**Sezione di testo**
"""

Omar: tu, già «testimonial» di Brescia, cos’hai provato nel sapere dell’attribuzione del ruolo di Capitale?
La sorte ha voluto che nel luglio 2020 un passaggio formale alla Camera desse il via libera mentre io e l’amico fraterno Alessio Boni aspettavamo di inaugurare «Lazzaretto On Stage» a Bergamo, con il nostro spettacolo «66/67». La famiglia della mia nonna materna era di Adro, lui è di Sarnico: quella del Sebino è acqua che ci unisce, non che divide. Ci siamo abbracciati. Ho provato orgoglio, ma ero consapevole che quello che ci era stato dato era un «premio» non tanto o non solo per meriti culturali quanto per la forza dimostrata da due città eternamente rivali, ma in realtà gemelle, colpite in maniera speculare da un dramma che ci ha molto avvicinati. Perché è nei drammi che le genti si uniscono.
La cultura come aiuto, volano...
... E stimolo. Il Paese spesso è stato distratto. Vedevano il benessere e non i lati negativi (l’inquinamento, i tumori...). I soldi e non la fatica. A noi il compito di far conoscere le bellezze di Brescia e Bergamo; ma è l’Italia che dovrà essere felice di averle scoperte, come accade tutte le volte che mi sento dire «ma sai, non credevo che...».
E poi c’è il tema della Sanità, al quale sei assai sensibile...
Abbiamo sofferto tanto ed è giusto che ci sia un risarcimento anche in termini di divertimento. L’importante è che non diventi tutto «panem et circenses». Arriveranno altre pandemie e dovremo dimostrare di non aver dimenticato, di avere investito in cultura della salute, compresa quella di prossimità. Lo dobbiamo anche ai santi medici, ai santi infermieri che hanno dato la vita... Invece, mi sembra che si tenda a scordare in fretta.
Il tuo nuovo album è dedicato ai giovani. La cultura resta strumento di possibile ascesa?

"""

**Estratto dei dati**

"""

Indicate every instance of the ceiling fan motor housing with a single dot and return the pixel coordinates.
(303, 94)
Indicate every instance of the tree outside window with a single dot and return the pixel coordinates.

"""

**Istruzioni dell'esercizio**
A. Trascrivi parola per parola il brano dell'intervista che comincia dalle parole «E poi c’è il» e si ferma dopo le parole «di possibile ascesa?».
B. Elenca tutti i centri abitati nominati nell'intervista.
C. Rispondi a queste domande sull'intervista, una per riga:
(i) In quale mese e in quale anno un passaggio formale alla Camera diede il via libera?
(ii) Qual è il titolo dello spettacolo con Alessio Boni?
(iii) Quali lati negativi del benessere vengono indicati tra parentesi?

**Risposte per numero**
A.
E poi c’è il tema della Sanità, al quale sei assai sensibile...
Abbiamo sofferto tanto ed è giusto che ci sia un risarcimento anche in termini di divertimento. L’importante è che non diventi tutto «panem et circenses». Arriveranno altre pandemie e dovremo dimostrare di non aver dimenticato, di avere investito in cultura della salute, compresa quella di prossimità. Lo dobbiamo anche ai santi medici, ai santi infermieri che hanno dato la vita... Invece, mi sembra che si tenda a scordare in fretta.
Il tuo nuovo album è dedicato ai giovani. La cultura resta strumento di possibile ascesa?

B. Brescia, Bergamo, Adro, Sarnico

C.
(i) Il via libera arrivò nel luglio 2020.
(ii) Lo spettacolo si intitola «66/67».
(iii) Sono indicati l'inquinamento e i tumori.